Dataset rows.
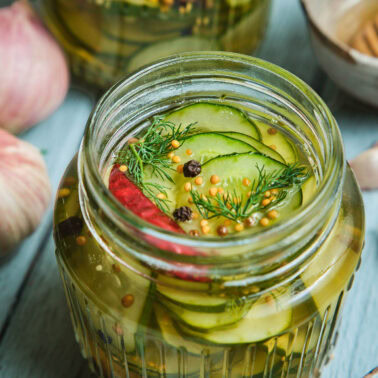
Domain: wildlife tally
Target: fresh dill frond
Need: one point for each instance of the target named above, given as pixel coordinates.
(234, 207)
(151, 150)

WHAT IS REQUIRED.
Reproduce the material above line for line, character for character, omitting the pictures.

SOLUTION TO THIS TASK.
Domain: wildlife tally
Target: fresh dill frond
Need: one point for each instance of the target named above, given as pixel coordinates.
(234, 207)
(151, 150)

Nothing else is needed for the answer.